Image-grounded pointing data
****************
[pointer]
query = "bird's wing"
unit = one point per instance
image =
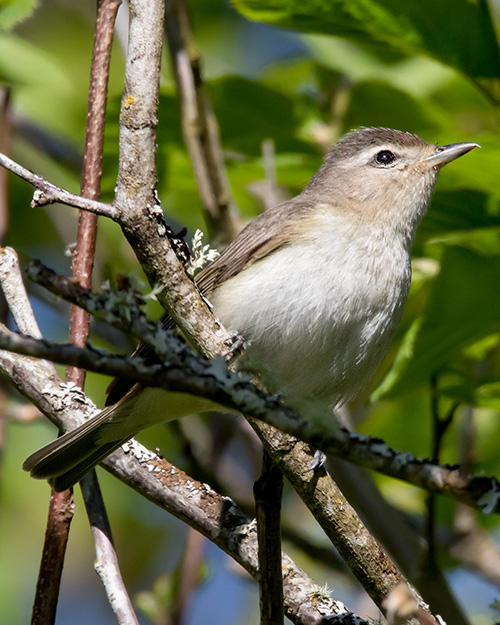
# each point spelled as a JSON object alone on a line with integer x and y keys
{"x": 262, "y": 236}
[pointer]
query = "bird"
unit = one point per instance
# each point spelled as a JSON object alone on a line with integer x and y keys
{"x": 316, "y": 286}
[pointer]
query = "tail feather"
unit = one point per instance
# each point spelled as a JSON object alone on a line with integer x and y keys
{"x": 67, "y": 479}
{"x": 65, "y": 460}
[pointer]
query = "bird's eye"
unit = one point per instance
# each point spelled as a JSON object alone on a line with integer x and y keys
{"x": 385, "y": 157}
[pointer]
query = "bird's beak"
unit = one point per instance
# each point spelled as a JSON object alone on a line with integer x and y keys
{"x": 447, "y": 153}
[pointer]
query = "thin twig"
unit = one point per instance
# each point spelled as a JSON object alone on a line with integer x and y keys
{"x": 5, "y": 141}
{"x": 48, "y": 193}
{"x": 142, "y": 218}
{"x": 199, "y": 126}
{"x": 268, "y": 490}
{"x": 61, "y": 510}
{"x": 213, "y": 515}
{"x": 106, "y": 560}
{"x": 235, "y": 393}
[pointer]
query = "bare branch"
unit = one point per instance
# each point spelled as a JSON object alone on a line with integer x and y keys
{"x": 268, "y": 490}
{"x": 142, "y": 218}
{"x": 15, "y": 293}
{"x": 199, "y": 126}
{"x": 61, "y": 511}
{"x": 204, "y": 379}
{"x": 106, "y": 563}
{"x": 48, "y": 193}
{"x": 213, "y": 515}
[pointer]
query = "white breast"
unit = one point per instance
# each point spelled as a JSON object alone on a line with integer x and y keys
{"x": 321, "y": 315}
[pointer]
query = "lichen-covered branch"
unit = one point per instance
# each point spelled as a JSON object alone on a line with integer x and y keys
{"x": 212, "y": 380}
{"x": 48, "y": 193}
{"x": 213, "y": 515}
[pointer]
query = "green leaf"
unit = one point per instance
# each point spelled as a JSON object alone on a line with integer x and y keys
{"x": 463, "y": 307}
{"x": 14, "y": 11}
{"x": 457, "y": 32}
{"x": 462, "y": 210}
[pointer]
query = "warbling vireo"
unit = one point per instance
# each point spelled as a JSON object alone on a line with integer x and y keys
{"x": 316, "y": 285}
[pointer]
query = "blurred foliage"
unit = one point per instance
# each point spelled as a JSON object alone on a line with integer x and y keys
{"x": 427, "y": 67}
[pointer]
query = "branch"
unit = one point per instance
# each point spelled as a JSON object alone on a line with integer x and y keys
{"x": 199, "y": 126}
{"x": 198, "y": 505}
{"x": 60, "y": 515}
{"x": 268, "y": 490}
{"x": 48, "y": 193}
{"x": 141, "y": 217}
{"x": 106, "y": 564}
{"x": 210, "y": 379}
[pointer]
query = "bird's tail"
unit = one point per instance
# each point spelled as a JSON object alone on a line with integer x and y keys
****************
Please copy the records above word for word, leaving out every picture.

▶ **EXERCISE OUTPUT**:
[pointer]
query = "bird's wing"
unit = one point per instance
image =
# each point spelled as a JSON object alone on a line with integer x and y keys
{"x": 262, "y": 236}
[pointer]
query = "bird"
unit = one point per instance
# each point spelled as a JSON object alone on a line with integer x and y keys
{"x": 316, "y": 286}
[pointer]
query = "tail feather"
unit = one point per instance
# each point spelled as a JSON object alone on a line with integer x and y keys
{"x": 67, "y": 479}
{"x": 65, "y": 460}
[pointer]
query = "bird's eye"
unit = one point per instance
# each point spelled as a JSON object alone on a line with integer x and y keys
{"x": 385, "y": 157}
[pointer]
query = "bird's beak"
unit = one point per instance
# each point spelled as a JSON object alone on a line with integer x and y keys
{"x": 447, "y": 153}
[pointer]
query = "thin twig"
unit = one point per instance
# each point spelled as a JSON object alone on a line with integer x and y keys
{"x": 5, "y": 141}
{"x": 48, "y": 193}
{"x": 142, "y": 218}
{"x": 199, "y": 126}
{"x": 268, "y": 490}
{"x": 61, "y": 510}
{"x": 213, "y": 515}
{"x": 106, "y": 560}
{"x": 235, "y": 393}
[pointer]
query = "bare branch"
unit = one point per instance
# each point spelled as a JSON object alone on a line with integer x and y keys
{"x": 268, "y": 490}
{"x": 142, "y": 218}
{"x": 15, "y": 293}
{"x": 199, "y": 126}
{"x": 61, "y": 511}
{"x": 204, "y": 379}
{"x": 106, "y": 563}
{"x": 48, "y": 193}
{"x": 213, "y": 515}
[pointer]
query = "white breast"
unit = one point per instance
# each point spelled as a JSON object alone on a line with integer x and y keys
{"x": 321, "y": 315}
[pointer]
query = "lichen-covered branch"
unit = one point per instance
# each point spelled as a JSON object alone on a line with integer x and y keys
{"x": 212, "y": 380}
{"x": 48, "y": 193}
{"x": 213, "y": 515}
[pointer]
query = "green leaf"
unit = one point per instance
# each point spelled as a JSON object alone on a line with integer x and y keys
{"x": 463, "y": 307}
{"x": 14, "y": 11}
{"x": 457, "y": 32}
{"x": 462, "y": 210}
[pointer]
query = "warbling vireo"
unit = one point per instance
# each point spelled as a JSON object alone on a line with integer x and y keys
{"x": 316, "y": 285}
[pointer]
query = "blurred foliage"
unit = one point per instance
# each point spelled as a JSON object alone on a line with integer x and y keys
{"x": 427, "y": 67}
[pointer]
query = "branch"
unit = one point per instance
# each point spelled as a JSON object alone on a line with integer x and y keys
{"x": 199, "y": 126}
{"x": 198, "y": 505}
{"x": 60, "y": 515}
{"x": 268, "y": 490}
{"x": 48, "y": 193}
{"x": 141, "y": 217}
{"x": 106, "y": 564}
{"x": 210, "y": 379}
[pointer]
query = "bird's tail"
unit = one point per instance
# each point spelled as a JSON object alone on a line with integer x and y keys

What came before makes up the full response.